Press release posted 28 April 2023
Ahead of the coronation, staff and a former patient have been recalling how they met the future king when he visited The Christie on 7 February 2007.
The new king met with members of The Christie’s Complementary Health and Wellbeing team during his visit, including current nurse consultant and therapist Jacqui Stringer, who discussed how aromatherapy was being used to help calm patients during their treatment.
Jacqui said: “King Charles has been interested in complementary therapy for many years, and we were thrilled when he wanted to visit our team at the Christie in 2007. He was really interested in the work we were doing and very charming. I’m sure he will be a kind, thoughtful, and compassionate king.”
The current deputy chief nurse at The Christie, Theresa Plaiter, also got to meet the king in her role as the divisional lead nurse responsible for the Critical Care Unit at The Christie. She said: “I felt extremely privileged to be part of the royal visit, representing the Critical Care Unit, and being introduced to the then Prince of Wales and the Duchess of Cornwall.
“My overriding memory was that they were both very approachable and extremely interested in our service and the care we delivered. This was particularly pertinent, as a patient we had cared for in Critical Care was also invited, with his wife, to meet the royal couple. I will fondly remember the visit when watching King Charles’s coronation on the 6 May.”
Theresa is pictured chatting to the king alongside Indeewar Kapila, now an honorary consultant anaesthetist in the oncology critical care unit.
Nurses Paula Bell and Carol Newbery also met the future king. Paula (pictured shaking his hand) is a senior research nurse in renal cancer, and Carol is a clinical research nurse in renal cancer.
Other Christie staff who met the king that day included the then catering manager, Rosie Gill (now the soft facilities manager), who had recently won a staff award for the quality of the fruit scones being produced by the kitchen, and current assistant service manager for SACT services, Maxine Neille, who was then a senior scheduler. The future king was interested to know how many chemotherapy appointments were scheduled each week.
During the king’s visit, the four-year-old son of a cancer survivor presented a bouquet to Camilla.
Debbie Worthington, from Bolton, recalls how she and her son Dylan met the future king during his visit in 2007. She had been diagnosed with Stage 4 Hodgkin lymphoma – a cancer that starts in the white blood cells - in August 1999.
Fortunately, her treatment was successful, and Debbie launched a fundraising drive to thank the specialists who treated her. And every year since, Debbie and her family and friends have set off on a sponsored walk around the moors of Rivington, raising an incredible £200,000 for The Christie.

※

• _ACTIVITIES_:
**1.** According to the press release about the king's visit, why did Debbie Worthington start raising money?
**2.** List every date in the press release that includes the name of a month.

[Stored data entries]
※

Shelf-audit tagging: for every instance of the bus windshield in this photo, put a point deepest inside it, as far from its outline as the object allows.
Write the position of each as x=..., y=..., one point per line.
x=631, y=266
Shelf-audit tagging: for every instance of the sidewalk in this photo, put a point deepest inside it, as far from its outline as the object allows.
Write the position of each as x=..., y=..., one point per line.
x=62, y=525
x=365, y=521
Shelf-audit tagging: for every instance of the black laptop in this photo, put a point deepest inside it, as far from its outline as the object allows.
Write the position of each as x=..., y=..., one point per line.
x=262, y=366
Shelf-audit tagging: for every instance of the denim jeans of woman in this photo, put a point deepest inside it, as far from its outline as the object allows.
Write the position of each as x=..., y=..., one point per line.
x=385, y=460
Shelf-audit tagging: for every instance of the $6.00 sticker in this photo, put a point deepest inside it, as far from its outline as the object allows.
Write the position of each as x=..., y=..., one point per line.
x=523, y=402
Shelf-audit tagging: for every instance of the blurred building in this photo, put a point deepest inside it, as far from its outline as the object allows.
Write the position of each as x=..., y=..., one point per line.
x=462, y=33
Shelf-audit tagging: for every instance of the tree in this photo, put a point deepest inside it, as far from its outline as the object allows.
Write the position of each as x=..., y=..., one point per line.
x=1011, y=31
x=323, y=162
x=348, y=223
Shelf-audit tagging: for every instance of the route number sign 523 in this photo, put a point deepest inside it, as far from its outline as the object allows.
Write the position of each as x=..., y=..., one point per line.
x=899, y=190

※

• _ANSWERS TO EACH TASK_:
**1.** She started a fundraising drive to thank the specialists who treated her Stage 4 Hodgkin lymphoma after her treatment worked.

**2.**
- 28 April 2023
- 7 February 2007
- 6 May
- August 1999